> **EXTRAIT PROPOSÉ**
----
Dites-nous comment vous en êtes venu à vous impliquer dans la durabilité.

J’ai toujours été fasciné par l’environnement bâti. L’idée que les bâtiments, les villes et les environnements réels dans lesquels nous vivons et interagissons quotidiennement soient le résultat de décisions prises par des personnes comme vous et moi m’a toujours intrigué. Notre réalité n’est pas figée ni acquise – nous pouvons réellement influencer ce que deviennent nos environnements. Je savais que je voulais participer à ces discussions.

Cette passion m’a amené à étudier le génie en structure de bâtiments. Après avoir obtenu mon baccalauréat, je savais que je voulais continuer d’apprendre et je savais aussi que je voulais poursuivre une carrière dans un domaine nouveau et dynamique – un domaine qui avait un grand potentiel de croissance et qui resterait intéressant pendant son évolution. C’est ainsi que j’ai orienté mes études de maîtrise (2007-2009) dans le domaine naissant des bâtiments et des infrastructures durables. J’ai été engagé comme l’un des premiers membres de l’équipe des bâtiments durables d’une grande firme d’ingénieurs-conseils de Toronto et j’ai commencé à travailler sur la première génération de bâtiments LEED au Canada (avec LEED NC Canada v1!). J’ai vite été conquis. 

Votre mission chez Mantle Developments est de vous assurer que les projets résistent à l’épreuve du temps. Qu’est-ce que cela signifie pour vous?  

Les villes prospères de l’avenir doivent être carboneutres et climato-résilientes. C’est ce que nous faisons valoir auprès de nos clients et que nous visons pour nos projets chez Mantle Developments. C’est aussi simple que cela. L’objectif ne sera pas atteint tout de suite pour tous les projets, mais c’est la vision ultime d’un environnement réellement durable pour l’avenir. Ce qui m’emballe, c’est la possibilité de réduire les impacts négatifs de nos pratiques de construction actuelles en plus d’utiliser l’environnement bâti comme solution aux problèmes du changement climatique.

Nous avons la capacité technique de créer des bâtiments favorables au rétablissement climatique qui éliminent véritablement le carbone de l’atmosphère en construisant avec des matériaux qui stockent le carbone et en utilisant une énergie 100 pour cent propre et renouvelable pour l’exploitation des bâtiments. Il y a diverses façons de stocker le carbone. On peut utiliser plus de bois et de bois d’œuvre, mais on peut aussi utiliser des formes nouvelles et innovantes de béton et d’acier de stockage de carbone, ou encore, ce qui est plus étonnant, d’autres matériaux biosourcés faits de sous-produits agricoles que nous cultivons déjà, mais que nous laissons se perdre. Tout cela est techniquement possible – il nous faut simplement la volonté de changer.
----
> **DOCUMENTS FOURNIS**
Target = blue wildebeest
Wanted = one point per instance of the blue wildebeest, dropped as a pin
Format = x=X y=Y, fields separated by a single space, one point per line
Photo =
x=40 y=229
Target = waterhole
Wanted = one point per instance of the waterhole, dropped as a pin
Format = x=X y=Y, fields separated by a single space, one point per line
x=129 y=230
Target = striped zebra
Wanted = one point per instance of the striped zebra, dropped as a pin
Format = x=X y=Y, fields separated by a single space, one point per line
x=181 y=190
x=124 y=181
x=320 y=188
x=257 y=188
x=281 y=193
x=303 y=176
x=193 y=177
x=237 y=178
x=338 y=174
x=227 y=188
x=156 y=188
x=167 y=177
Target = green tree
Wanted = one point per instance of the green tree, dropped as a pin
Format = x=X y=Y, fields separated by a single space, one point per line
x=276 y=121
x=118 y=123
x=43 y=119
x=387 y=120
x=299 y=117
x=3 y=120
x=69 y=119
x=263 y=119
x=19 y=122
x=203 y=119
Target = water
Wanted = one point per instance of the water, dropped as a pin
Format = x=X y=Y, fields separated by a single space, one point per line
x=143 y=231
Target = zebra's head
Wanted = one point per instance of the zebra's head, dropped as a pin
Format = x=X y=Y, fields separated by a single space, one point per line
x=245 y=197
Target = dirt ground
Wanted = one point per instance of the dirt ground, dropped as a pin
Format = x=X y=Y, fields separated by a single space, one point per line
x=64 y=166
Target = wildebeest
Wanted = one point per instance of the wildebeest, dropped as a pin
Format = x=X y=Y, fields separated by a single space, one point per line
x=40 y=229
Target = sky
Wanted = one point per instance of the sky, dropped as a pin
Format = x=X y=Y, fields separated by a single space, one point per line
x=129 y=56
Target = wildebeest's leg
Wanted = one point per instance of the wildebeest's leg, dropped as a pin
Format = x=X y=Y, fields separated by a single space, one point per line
----
> **EXERCICES**
1 > Traduisez en anglais cette phrase de l'extrait proposé : « Je savais que je voulais participer à ces discussions. »
2 > Répondez brièvement à chacune des questions suivantes à l'aide de l'extrait proposé.
(a) Quelle discipline la personne interrogée a-t-elle étudiée ?
(b) Pendant quelles années se sont déroulées ses études de maîtrise ?
(c) Quelles deux qualités les villes prospères de l'avenir doivent-elles posséder ?
3 > Relevez tous les matériaux que l'extrait proposé mentionne comme moyens de stocker le carbone.

> **CORRIGÉ DES EXERCICES**
1 > I knew that I wanted to take part in these discussions.

2 >
(a) Le génie en structure de bâtiments.
(b) De 2007 à 2009.
(c) Elles doivent être carboneutres et climato-résilientes.

3 >
- le bois
- le bois d'œuvre
- des formes nouvelles et innovantes de béton de stockage de carbone
- des formes nouvelles et innovantes d'acier de stockage de carbone
- d'autres matériaux biosourcés faits de sous-produits agricoles